• _About this exercise_
Go through the listing and set it down exactly, leaving out its pictures.

• _Dataset excerpts_
>>>>>

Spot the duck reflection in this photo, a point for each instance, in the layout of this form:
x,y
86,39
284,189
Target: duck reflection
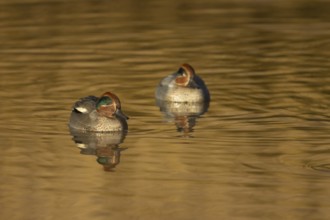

<<<<<

• _Exercise result_
Spot the duck reflection in this photo, a point for each instance, in the layout of this form:
x,y
86,39
284,189
Target: duck reflection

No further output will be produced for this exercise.